TASK INPUT:
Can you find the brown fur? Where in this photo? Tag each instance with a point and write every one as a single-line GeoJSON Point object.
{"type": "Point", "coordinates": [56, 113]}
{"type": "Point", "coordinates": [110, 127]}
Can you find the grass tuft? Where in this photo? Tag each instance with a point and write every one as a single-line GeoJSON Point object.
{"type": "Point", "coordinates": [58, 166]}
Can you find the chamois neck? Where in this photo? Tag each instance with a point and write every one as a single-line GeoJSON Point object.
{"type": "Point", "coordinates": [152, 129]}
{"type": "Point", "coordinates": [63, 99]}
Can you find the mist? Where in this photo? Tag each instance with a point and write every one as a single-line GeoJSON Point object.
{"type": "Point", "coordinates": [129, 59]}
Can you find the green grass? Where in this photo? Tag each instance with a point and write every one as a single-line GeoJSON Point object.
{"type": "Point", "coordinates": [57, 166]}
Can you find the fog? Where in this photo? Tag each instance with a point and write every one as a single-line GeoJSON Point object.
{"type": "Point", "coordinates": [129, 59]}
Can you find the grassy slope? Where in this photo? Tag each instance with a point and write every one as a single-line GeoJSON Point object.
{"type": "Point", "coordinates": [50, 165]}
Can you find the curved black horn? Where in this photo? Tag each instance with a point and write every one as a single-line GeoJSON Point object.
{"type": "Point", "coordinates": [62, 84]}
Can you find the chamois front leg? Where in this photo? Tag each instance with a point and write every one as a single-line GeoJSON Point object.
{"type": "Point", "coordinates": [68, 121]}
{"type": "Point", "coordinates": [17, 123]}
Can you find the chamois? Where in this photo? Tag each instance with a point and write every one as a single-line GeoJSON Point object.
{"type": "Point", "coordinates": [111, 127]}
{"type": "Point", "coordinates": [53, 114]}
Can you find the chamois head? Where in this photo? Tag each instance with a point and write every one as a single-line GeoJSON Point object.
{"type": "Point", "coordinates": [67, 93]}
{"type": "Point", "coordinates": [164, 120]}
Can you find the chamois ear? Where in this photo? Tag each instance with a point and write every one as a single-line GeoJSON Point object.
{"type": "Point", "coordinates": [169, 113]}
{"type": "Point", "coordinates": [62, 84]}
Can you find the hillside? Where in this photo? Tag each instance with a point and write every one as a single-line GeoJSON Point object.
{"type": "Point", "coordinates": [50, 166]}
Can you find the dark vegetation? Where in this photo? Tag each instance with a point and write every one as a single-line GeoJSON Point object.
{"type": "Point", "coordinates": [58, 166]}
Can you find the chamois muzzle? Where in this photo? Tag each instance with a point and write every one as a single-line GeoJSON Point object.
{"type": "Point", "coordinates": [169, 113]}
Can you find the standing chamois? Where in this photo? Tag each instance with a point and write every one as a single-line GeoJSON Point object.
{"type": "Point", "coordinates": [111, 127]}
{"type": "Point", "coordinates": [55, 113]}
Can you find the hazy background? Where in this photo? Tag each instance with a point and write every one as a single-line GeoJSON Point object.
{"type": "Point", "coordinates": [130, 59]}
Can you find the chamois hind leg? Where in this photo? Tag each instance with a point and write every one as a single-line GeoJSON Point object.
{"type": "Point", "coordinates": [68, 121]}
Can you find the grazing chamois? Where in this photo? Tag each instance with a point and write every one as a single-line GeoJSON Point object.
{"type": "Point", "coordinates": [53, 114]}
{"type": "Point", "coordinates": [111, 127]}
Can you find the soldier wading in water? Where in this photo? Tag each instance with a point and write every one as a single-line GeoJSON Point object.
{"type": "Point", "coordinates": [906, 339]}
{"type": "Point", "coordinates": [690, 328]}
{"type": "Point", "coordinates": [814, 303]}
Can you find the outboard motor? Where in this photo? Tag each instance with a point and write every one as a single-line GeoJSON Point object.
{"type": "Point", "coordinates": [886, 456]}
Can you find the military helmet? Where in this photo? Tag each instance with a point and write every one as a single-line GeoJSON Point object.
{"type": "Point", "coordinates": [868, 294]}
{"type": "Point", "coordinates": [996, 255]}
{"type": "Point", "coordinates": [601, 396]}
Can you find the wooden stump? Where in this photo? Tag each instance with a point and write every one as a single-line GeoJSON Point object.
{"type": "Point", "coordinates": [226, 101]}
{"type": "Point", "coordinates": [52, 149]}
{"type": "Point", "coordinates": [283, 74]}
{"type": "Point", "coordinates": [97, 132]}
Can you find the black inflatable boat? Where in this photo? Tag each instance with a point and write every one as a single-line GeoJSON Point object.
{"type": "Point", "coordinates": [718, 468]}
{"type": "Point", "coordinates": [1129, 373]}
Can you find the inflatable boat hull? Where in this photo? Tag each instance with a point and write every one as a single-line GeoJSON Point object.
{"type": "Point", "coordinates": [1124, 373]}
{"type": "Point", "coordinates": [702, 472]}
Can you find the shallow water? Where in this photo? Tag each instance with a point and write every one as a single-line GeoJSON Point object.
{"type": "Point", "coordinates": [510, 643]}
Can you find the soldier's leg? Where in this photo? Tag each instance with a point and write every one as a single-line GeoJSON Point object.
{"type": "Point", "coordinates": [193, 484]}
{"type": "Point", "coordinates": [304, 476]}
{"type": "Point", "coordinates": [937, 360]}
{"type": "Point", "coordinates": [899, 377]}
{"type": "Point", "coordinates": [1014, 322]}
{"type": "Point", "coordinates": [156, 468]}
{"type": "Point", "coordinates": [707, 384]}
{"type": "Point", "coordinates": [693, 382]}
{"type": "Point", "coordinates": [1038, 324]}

TO BE DONE: Repeat the preceding lines exactly, please, every one of them.

RESPONSE:
Can you find the brown fur? Where in this photo? Tag each instance with a point and write every one as a single-line GeoJSON Point object.
{"type": "Point", "coordinates": [56, 113]}
{"type": "Point", "coordinates": [110, 127]}
Can you find the grass tuft? Where in this photo? Tag each instance with a point and write every one as a single-line GeoJSON Point object.
{"type": "Point", "coordinates": [58, 166]}
Can you find the chamois neck? Where in this photo? Tag each instance with a point and write every one as a single-line GeoJSON Point object.
{"type": "Point", "coordinates": [152, 129]}
{"type": "Point", "coordinates": [63, 99]}
Can you find the mist? Where in this photo? Tag each instance with a point and write every one as a single-line GeoJSON Point object.
{"type": "Point", "coordinates": [129, 59]}
Can you find the green grass? Where in this photo? Tag each instance with a point and write every one as a single-line GeoJSON Point object.
{"type": "Point", "coordinates": [57, 166]}
Can you find the fog? Where in this photo? Tag each instance with a point and write every one as a single-line GeoJSON Point object.
{"type": "Point", "coordinates": [129, 59]}
Can you find the grassy slope? Where in this photo? Tag each instance with a point and write every one as a single-line GeoJSON Point object.
{"type": "Point", "coordinates": [50, 165]}
Can you find the curved black horn? Where in this photo? Tag each instance with a point and write every one as a single-line GeoJSON Point object.
{"type": "Point", "coordinates": [62, 84]}
Can you find the chamois front leg? Where in this photo? Tag each instance with a point and write every one as a single-line GeoJSON Point object.
{"type": "Point", "coordinates": [68, 121]}
{"type": "Point", "coordinates": [17, 123]}
Can you find the chamois? Where in this photo? Tag each instance with a point and write every one as a single-line GeoJSON Point object.
{"type": "Point", "coordinates": [111, 127]}
{"type": "Point", "coordinates": [53, 114]}
Can you find the chamois head? Where in this photo? Tag each instance with a point and write every one as a single-line GeoJSON Point object.
{"type": "Point", "coordinates": [67, 93]}
{"type": "Point", "coordinates": [164, 120]}
Can you find the chamois ear? Where in this photo? Tag each instance with a point and write every one as a single-line GeoJSON Point object.
{"type": "Point", "coordinates": [169, 113]}
{"type": "Point", "coordinates": [62, 84]}
Can you find the hillside? Where in this photo? Tag each instance with a point and write every one as a single-line GeoJSON Point object.
{"type": "Point", "coordinates": [50, 166]}
Can you find the dark vegetation? Where in this photo? Tag each instance with a point and write every one as a single-line GeoJSON Point object.
{"type": "Point", "coordinates": [58, 166]}
Can you find the chamois muzzle? Where in this photo? Tag each instance with a point and write every one as a single-line GeoJSON Point object.
{"type": "Point", "coordinates": [169, 113]}
Can you find the standing chamois? Where in this photo? Tag each instance with a point and write every one as a single-line GeoJSON Point object.
{"type": "Point", "coordinates": [111, 127]}
{"type": "Point", "coordinates": [55, 113]}
Can you find the hazy background? Where in this photo? Tag each instance with a point and write every one as a single-line GeoJSON Point object.
{"type": "Point", "coordinates": [130, 59]}
Can you find the chamois hind leg? Where in this photo? Tag each instance with a point and write every one as a single-line GeoJSON Point object.
{"type": "Point", "coordinates": [68, 121]}
Can you find the grazing chamois? Where in this photo? Tag each instance with a point and write every one as a single-line GeoJSON Point object.
{"type": "Point", "coordinates": [53, 114]}
{"type": "Point", "coordinates": [111, 127]}
Can you find the soldier wading in water? Where in this photo? Tag each instance with a point and write every one as a single-line GeoJSON Point object.
{"type": "Point", "coordinates": [906, 339]}
{"type": "Point", "coordinates": [690, 328]}
{"type": "Point", "coordinates": [814, 303]}
Can you find the outboard motor? Where in this photo? Tag each instance with a point and write every one as a single-line GeoJSON Point object.
{"type": "Point", "coordinates": [886, 456]}
Can you find the military helmet? Where in this photo? Tag each instance with a point and write every one as a single-line GeoJSON Point object.
{"type": "Point", "coordinates": [868, 294]}
{"type": "Point", "coordinates": [996, 255]}
{"type": "Point", "coordinates": [601, 396]}
Can you find the wooden stump? Where in this photo? Tag each instance with a point and write every one as a single-line GeoJSON Point object.
{"type": "Point", "coordinates": [226, 101]}
{"type": "Point", "coordinates": [52, 149]}
{"type": "Point", "coordinates": [283, 74]}
{"type": "Point", "coordinates": [97, 132]}
Can you find the black inflatable boat? Where in this photo? Tag each instance with a point and write every one as a single-line GeoJSON Point object.
{"type": "Point", "coordinates": [718, 468]}
{"type": "Point", "coordinates": [1129, 373]}
Can you find the inflatable boat hull? Where in this photo? Tag each instance with a point and write every one as a single-line GeoJSON Point object.
{"type": "Point", "coordinates": [1124, 373]}
{"type": "Point", "coordinates": [702, 472]}
Can you find the shallow water? Where in this photo? Tag each instance with a point and write every one as a single-line GeoJSON Point object.
{"type": "Point", "coordinates": [510, 643]}
Can you find the soldier's leg? Where in this photo? Tag each instance with a point and write every one as a single-line GeoJSON Point object.
{"type": "Point", "coordinates": [193, 484]}
{"type": "Point", "coordinates": [304, 476]}
{"type": "Point", "coordinates": [937, 360]}
{"type": "Point", "coordinates": [899, 377]}
{"type": "Point", "coordinates": [1014, 322]}
{"type": "Point", "coordinates": [156, 468]}
{"type": "Point", "coordinates": [707, 384]}
{"type": "Point", "coordinates": [693, 382]}
{"type": "Point", "coordinates": [1038, 324]}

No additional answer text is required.